### [DO THIS]
Gather every line of the records that contains the string "young". Case counts.

#### SUPPLIED INFORMATION

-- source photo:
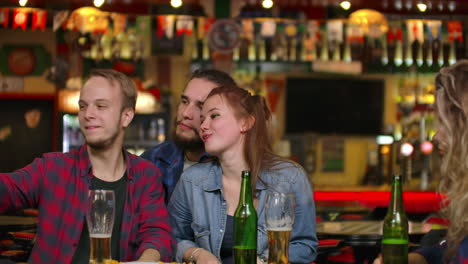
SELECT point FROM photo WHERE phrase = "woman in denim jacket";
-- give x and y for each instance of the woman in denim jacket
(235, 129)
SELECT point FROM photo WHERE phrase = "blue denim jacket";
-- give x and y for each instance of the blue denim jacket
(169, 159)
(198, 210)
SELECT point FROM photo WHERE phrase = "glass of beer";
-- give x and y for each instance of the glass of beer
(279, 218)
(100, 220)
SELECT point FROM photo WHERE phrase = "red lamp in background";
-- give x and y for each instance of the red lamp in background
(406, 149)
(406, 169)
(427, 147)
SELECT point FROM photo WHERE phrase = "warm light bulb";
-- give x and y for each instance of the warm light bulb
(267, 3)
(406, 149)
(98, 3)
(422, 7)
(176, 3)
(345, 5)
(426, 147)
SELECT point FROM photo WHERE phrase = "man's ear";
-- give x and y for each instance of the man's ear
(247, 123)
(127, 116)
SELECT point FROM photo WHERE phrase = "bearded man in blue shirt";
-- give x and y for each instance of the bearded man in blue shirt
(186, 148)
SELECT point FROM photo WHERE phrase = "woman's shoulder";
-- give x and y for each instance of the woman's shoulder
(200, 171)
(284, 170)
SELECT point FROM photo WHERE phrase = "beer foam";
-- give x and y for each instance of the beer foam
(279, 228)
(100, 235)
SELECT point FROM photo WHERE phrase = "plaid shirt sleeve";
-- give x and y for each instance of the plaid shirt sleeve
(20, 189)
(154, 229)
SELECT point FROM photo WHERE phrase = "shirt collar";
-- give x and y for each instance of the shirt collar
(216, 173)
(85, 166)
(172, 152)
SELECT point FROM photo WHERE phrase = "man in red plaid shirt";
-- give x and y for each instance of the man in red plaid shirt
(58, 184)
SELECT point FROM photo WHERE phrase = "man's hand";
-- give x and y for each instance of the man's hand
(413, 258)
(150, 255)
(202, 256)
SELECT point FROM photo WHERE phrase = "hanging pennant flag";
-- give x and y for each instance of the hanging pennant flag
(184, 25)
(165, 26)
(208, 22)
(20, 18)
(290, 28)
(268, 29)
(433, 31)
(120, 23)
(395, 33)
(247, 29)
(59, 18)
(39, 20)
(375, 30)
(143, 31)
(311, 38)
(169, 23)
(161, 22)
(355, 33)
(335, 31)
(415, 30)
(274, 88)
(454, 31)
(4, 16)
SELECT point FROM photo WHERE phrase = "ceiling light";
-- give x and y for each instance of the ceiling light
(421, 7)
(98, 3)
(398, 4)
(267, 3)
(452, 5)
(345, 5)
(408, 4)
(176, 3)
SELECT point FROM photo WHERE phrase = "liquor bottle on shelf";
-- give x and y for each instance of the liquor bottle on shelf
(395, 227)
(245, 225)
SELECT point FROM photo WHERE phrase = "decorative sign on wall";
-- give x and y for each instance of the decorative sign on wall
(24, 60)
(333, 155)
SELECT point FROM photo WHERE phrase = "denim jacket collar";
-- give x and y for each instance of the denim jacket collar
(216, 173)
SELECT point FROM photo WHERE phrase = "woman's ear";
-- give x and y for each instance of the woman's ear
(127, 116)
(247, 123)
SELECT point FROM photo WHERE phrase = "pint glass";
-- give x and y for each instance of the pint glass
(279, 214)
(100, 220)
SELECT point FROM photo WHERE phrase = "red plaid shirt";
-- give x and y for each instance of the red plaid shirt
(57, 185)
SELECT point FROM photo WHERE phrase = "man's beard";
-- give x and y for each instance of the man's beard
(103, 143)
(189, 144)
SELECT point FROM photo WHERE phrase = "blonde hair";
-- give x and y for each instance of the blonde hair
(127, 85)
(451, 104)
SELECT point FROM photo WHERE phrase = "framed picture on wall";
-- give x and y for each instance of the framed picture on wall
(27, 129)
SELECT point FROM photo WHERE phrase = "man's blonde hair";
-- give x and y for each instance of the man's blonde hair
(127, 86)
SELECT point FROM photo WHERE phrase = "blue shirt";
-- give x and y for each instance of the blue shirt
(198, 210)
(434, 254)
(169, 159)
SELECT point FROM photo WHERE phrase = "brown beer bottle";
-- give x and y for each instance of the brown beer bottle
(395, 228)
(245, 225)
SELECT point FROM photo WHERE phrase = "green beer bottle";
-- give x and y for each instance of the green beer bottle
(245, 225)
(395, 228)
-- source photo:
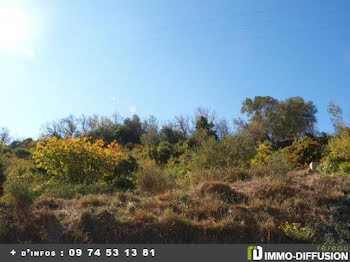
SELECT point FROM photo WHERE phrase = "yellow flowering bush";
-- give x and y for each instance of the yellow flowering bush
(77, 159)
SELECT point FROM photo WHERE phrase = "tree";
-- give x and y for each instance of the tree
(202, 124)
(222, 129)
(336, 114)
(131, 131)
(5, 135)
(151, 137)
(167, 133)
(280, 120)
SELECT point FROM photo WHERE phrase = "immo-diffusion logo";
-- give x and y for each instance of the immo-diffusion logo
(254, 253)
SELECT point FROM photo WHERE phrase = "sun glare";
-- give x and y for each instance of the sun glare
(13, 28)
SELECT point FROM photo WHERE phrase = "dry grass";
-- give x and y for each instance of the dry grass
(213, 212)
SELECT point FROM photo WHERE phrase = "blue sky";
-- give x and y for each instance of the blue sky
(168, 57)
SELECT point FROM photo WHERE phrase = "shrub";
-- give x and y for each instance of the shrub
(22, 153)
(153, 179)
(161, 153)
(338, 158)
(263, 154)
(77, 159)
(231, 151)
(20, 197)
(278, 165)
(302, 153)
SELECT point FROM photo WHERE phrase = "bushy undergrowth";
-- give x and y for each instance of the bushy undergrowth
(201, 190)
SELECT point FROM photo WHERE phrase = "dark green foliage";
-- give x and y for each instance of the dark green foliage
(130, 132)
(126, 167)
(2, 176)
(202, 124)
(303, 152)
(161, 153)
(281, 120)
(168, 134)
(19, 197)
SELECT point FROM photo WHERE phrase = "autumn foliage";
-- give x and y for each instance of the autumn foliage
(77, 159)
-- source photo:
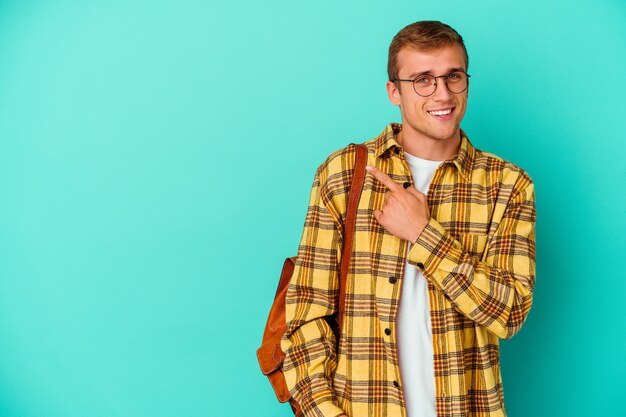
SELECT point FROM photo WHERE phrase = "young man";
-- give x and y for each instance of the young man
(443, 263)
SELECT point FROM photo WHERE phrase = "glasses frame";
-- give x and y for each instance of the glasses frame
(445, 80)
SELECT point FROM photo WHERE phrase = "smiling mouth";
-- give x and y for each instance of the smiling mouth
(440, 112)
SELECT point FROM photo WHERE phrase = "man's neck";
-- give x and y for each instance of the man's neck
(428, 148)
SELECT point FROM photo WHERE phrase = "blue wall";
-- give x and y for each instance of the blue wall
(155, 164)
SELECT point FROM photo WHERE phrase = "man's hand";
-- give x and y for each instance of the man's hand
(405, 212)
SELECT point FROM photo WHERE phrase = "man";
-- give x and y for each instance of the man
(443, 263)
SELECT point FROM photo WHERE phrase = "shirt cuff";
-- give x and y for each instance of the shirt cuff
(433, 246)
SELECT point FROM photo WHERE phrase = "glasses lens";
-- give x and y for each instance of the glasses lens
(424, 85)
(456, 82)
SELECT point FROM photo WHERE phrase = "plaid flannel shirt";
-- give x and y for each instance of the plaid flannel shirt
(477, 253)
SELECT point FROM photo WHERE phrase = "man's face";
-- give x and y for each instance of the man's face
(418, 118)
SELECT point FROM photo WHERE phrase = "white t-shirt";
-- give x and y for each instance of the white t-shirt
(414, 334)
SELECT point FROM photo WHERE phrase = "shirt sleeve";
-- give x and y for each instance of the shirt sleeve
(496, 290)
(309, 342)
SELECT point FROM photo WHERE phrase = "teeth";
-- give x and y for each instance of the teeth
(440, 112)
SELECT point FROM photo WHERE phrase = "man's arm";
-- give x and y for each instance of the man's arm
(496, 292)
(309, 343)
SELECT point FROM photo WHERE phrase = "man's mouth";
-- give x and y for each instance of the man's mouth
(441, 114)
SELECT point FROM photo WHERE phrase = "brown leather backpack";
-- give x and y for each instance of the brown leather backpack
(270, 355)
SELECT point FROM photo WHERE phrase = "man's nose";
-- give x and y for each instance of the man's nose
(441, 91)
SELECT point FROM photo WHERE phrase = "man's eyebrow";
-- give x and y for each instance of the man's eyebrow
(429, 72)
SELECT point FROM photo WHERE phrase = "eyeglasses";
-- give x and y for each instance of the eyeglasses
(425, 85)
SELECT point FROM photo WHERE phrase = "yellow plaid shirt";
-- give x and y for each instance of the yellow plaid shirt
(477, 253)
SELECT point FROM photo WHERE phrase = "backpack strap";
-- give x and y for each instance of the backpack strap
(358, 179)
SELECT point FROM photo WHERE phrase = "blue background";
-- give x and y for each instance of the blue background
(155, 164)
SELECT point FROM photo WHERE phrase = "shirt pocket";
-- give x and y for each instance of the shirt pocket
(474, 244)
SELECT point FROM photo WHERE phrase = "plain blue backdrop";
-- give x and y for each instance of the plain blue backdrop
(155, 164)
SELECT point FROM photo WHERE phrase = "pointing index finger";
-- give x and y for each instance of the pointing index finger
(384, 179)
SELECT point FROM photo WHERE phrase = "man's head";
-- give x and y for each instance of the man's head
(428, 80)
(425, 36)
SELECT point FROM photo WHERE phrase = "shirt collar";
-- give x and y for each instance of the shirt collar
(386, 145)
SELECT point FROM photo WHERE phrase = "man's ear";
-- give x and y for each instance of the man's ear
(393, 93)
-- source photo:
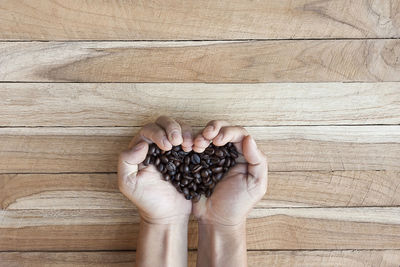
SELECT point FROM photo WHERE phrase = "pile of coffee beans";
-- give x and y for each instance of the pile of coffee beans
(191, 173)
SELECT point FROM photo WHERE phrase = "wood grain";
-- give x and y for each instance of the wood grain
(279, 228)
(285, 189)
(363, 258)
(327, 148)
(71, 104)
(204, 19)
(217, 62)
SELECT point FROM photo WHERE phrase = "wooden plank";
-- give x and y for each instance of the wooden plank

########

### [TASK SOLUTION]
SELECT point FROM photo WHERE phrase = "young man";
-- give x and y for each instance of the young man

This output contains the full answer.